## What to do:
Make an exact copy of the listing below.
Segment Open
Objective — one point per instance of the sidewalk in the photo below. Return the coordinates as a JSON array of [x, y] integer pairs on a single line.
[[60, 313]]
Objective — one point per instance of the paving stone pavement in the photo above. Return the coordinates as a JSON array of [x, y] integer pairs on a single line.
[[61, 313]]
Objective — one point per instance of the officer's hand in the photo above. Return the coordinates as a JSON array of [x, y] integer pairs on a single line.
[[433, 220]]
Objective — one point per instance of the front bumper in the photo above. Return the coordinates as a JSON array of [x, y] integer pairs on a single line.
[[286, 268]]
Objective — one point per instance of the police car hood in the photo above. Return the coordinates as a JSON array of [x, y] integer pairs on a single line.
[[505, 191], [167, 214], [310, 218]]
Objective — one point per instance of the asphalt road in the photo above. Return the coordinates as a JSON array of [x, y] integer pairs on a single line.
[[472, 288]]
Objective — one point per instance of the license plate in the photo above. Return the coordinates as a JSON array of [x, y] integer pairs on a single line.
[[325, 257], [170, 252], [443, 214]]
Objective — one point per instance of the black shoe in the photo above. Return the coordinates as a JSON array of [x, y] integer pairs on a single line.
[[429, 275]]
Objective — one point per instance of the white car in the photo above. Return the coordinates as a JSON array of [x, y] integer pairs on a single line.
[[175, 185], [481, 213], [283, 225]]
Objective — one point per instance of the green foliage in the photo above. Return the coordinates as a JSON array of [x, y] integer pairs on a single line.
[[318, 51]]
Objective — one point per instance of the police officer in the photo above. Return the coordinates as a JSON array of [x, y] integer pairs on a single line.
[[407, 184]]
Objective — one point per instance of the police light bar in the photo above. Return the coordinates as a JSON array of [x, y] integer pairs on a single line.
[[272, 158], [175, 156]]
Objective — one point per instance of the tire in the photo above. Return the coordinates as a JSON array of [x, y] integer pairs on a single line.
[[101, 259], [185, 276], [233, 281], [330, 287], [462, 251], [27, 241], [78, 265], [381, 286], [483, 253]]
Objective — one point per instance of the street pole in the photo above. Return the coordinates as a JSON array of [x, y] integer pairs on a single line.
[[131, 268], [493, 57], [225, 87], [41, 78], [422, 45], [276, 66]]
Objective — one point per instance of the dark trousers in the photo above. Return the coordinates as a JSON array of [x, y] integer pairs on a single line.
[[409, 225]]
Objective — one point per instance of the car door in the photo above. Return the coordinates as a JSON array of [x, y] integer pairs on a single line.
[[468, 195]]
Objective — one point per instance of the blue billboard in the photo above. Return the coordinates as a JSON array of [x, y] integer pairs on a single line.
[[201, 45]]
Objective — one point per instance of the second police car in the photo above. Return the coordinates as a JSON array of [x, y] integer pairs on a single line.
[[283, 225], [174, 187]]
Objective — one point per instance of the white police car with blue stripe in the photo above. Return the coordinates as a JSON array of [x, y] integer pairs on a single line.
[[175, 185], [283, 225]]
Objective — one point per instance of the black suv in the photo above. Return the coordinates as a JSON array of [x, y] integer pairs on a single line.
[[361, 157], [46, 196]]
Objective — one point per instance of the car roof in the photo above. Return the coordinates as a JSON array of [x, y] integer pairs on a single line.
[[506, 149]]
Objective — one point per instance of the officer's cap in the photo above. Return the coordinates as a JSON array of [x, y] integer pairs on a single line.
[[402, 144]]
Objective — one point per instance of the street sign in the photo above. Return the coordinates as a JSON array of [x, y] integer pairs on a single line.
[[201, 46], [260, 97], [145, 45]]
Segment Closed
## Solution to this exercise:
Objective — one point per instance of the sidewalk in the photo below. Return the coordinates as a JSON array of [x, y] integer pairs on a single line.
[[60, 313]]
Objective — one point per instance of the paving stone pavement in the photo above. Return the coordinates as a JSON array of [x, y] integer pairs on a single line.
[[61, 313]]
Objective — one point per instance of the officer's hand in the photo above. Return the coordinates as a JSON array of [x, y] integer pairs on a single line.
[[433, 220]]
Objective — one point per instance of the front bumper in the photo above. Return the coordinates as a JSON array of [x, y] integer pairs on a single line.
[[286, 268]]
Objective — one point per instance of the police car hood in the photo above. Return the coordinates as a JSON array of [x, y] integer pairs on a single line.
[[505, 191], [167, 214], [310, 218]]
Objective — one point per instance of the asphalt road in the photo above. Return the coordinates as a JSON array of [x, y] integer pairs on a single line.
[[472, 288]]
Objective — one point per instance of the license plate in the photo above. Return the coordinates as a JSON array of [x, y] integer pairs on a single line.
[[325, 257], [170, 252], [443, 214]]
Objective — one point per instance of the black shoe in the photo above. Return the coordinates as a JSON array of [x, y] integer pairs on a single line.
[[429, 275]]
Objective — one point per instance of the white car in the photo above. Return the coordinates as a JSON array of [x, y] integer pairs on a single line.
[[175, 185], [481, 213], [283, 225]]
Objective — one point per instance of the green foliage in the photo above. Return the coordinates as a JSON array of [x, y] integer pairs on a single line.
[[318, 51]]
Objective — one point per instance of the police officer in the photo above. Return the coordinates as a JSON array of [x, y] integer pairs on a single line.
[[407, 184]]
Objective — one point per instance of the police light bar in the photo above. Return the coordinates as a JSON array of [x, y] integer pairs on a single line.
[[272, 158], [175, 156]]
Objective — one point per instance of the tire in the photo above. Return the coordinates as a JSON array of [x, y] integer pairs on a single line.
[[101, 259], [185, 276], [233, 281], [330, 287], [462, 251], [27, 241], [78, 265], [381, 286], [483, 253]]
Objective — one point per instance of the street pole in the photo above. Return the coordinates as a JSON array of [x, y] integer pairs on a single line.
[[131, 268], [493, 57], [225, 87], [41, 78], [422, 45], [276, 66]]
Objective — one point per instance of the dark trousers in the photo above. Return the coordinates as a JSON array of [x, y] integer pairs on a single line.
[[409, 225]]
Objective — one point per instance of the car door in the photo above. Return the coordinates as a JSON array of [x, y] integer pairs on a single line.
[[468, 195]]
Objective — one point per instance of the blue billboard in the photo above. Return the coordinates as a JSON array of [x, y] integer pairs on a single line.
[[201, 45]]
Objective — one point per instance of the second police car in the photo above. Return the coordinates as a JSON array of [x, y] integer pairs on a single line.
[[283, 225], [174, 187]]
Objective — one point per instance of the white police car with blue stripe in the photo above. Return the coordinates as a JSON array of [x, y] integer pairs on a single line.
[[175, 185], [283, 225]]
Objective — one point per instance of the black suv in the photo above. Return the coordinates as a JSON array of [x, y] integer pairs on a single line.
[[361, 157], [46, 196]]
Objective — one point per instance of the car roof in the photo above. Return the coordinates as a JSON array of [x, y] integer pairs on a single line.
[[506, 149]]
Objective — one point per instance of the officer's cap in the photo above. Return the coordinates as a JSON array of [x, y] integer pairs on a single line.
[[402, 144]]
Objective — one point per instance of the street sign in the photo above. Return the coordinates as a JSON array of [x, y] integer pairs on a single line.
[[201, 46], [260, 97], [145, 45]]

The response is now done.